| AUFGABEN |
[1] Wie lautet dieser Satz aus dem Artikel über Legal Process Outsourcing auf Englisch: „Rechtsberatung dürfen LPO-Anbieter in Deutschland zwar nicht leisten.“?
[2] Wann und wo wurde Legal Process Outsourcing laut dem Artikel über Legal Process Outsourcing erfunden?
[3] Schreibe den Artikel über Legal Process Outsourcing im Anschluss an seinen letzten Satz weiter.

| VORLIEGENDER TEXT |
------------------------------------------------

Süddeutsche Zeitung

Legal Process Outsourcing:Arbeit für Datendetektive

Big Data für Juristen: An der Schnittstelle von Recht und IT entstehen neue Jobs für Jura-Absolventen. Doch die Auslagerung von Routineaufgaben an externe Dienstleister ist für Unternehmen vor allem billig.

Von Christine Demmer

Der Fall: Eine global operierende Bank steht im Verdacht, an Zinsmanipulationen und Insiderhandel beteiligt zu sein. Der Ermittlungsrichter ordnet eine Razzia an und lässt Festplatten, Datenbänder, Laptops und Smartphones mit Millionen von Dokumenten aus den letzten drei Jahren beschlagnahmen. Die Bank trommelt ihre Rechtsvertreter zusammen, Behörden und Politik machen Druck. Dutzende Juristen der Anklagebehörde beginnen, die Datenmassen auf gerichtsverwertbare Belastungshinweise durchzusehen.

Die Frage: Wie viele eigene Juristen braucht die Bank oder die von ihr beauftragte Kanzlei für diese Tätigkeit, wenn sie vorsorglich Angriffspunkte entdecken und sich gegen mögliche Anschuldigungen in Stellung bringen will?

Die Lösung, die für große Wirtschaftsverfahren in England und Amerika Mitte der Neunzigerjahre erfunden wurde, heißt Legal Process Outsourcing (LPO) und gibt die Antwort: keine. Denn die aufwendige Dokumentensichtung und -aufbereitung am Computer, die sogenannte E-Discovery, lässt sich bequem bei Rechtsdienstleistern in Indien, China, auf den Philippinen, in den USA, Großbritannien und mittlerweile auch in Deutschland ordern. Ebenso wie die Gestaltung von Verträgen und Patentschriften, die Vorbereitung von Immobiliengeschäften und die Prüfung kartellrechtlicher Fragen, also alle juristischen Aufgaben, bei denen enorme Mengen an Daten und Dokumente zu sichten sind.

"Das spart den Kanzleien die Vorhaltung qualifizierter Mitarbeiter", sagt Clas-Steffen Feuchtinger vom Frankfurter LPO-Anbieter "reThinkLegal". Die junge Firma beschäftigt Juristen in Festanstellung und nimmt bei Bedarf weitere unter Projektvertrag. Rechtsberatung dürfen LPO-Anbieter in Deutschland zwar nicht leisten. Aber am Datenschatz können sie mitbuddeln. "Mit fünf Mitarbeitern können wir rund 130 000 Dokumente in zwei bis drei Monaten qualifiziert sichten und bewerten", sagt Feuchtinger.

------------------------------------------------

| DATENSATZINHALT |
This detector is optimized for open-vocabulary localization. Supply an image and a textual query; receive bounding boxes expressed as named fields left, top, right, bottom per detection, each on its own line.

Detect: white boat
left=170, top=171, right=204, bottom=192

------------------------------------------------

| LÖSUNGEN |
[1] LPO providers in Germany are not permitted to provide legal advice, though.

[2] Mitte der Neunzigerjahre in England und Amerika, für große Wirtschaftsverfahren.

[3]
Seit Siemens-Korruptionsfall mehr Dokumentensicherung

Mit Big Data kennt sich auch Michael Becker, Deutschland-Chef des Wettbewerbers Consilio, aus. "Vor Kurzem haben wir bei einem Dax-Unternehmen im Zuge einer Untersuchung die Daten von 40 Laptops gespiegelt", sagt der 39-Jährige, "auf jedem einzelnen befanden sich durchschnittlich zehn Gigabyte an verwertbaren Daten, das entspricht etwa 10 000 Dokumenten. Wir haben also rund vier Millionen Dokumente gesichert", sagt Becker. "Ohne intelligente Software, welche die Datenmenge signifikant filtert und reduziert sowie ein kompetentes Team an Juristen, kann man solche Datensichtungen aus ökonomischen und organisatorischen Gründen gar nicht durchführen."

Seit dem Siemens-Korruptionsfall nehme die Dokumentensicherung und -sichtung im deutschen Raum zu, sagt Becker, momentan arbeite man gleichzeitig an 50 Projekten. Dafür stehe ein Netzwerk von 1500 zugelassenen Rechtsanwälten zur Verfügung. "Mit denen bilden wir auftragsbezogen Teams, je nach Branche, Rechtsgebiet und Sprache, zum Beispiel Russisch, Arabisch oder Mandarin." Kaum ein Projekt beschränkt sich auf Landesgrenzen.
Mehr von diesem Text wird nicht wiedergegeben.